### Short task
Turn the rows below into a numbered list, one line per number, skipping any blank lines. Leave the pictures out.

### Data to process
###

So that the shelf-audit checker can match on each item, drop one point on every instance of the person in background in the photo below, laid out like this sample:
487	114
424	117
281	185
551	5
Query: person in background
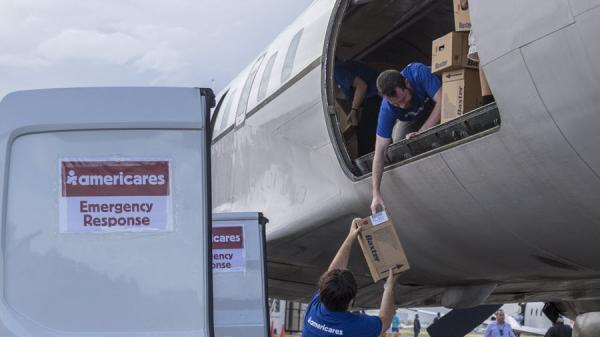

###

### The solution
1. So that the shelf-audit checker can match on each item, drop one point on every instance of the person in background in the photo below, laid out like this sample:
2. 487	114
3. 424	117
4. 281	185
5. 551	5
6. Query: person in background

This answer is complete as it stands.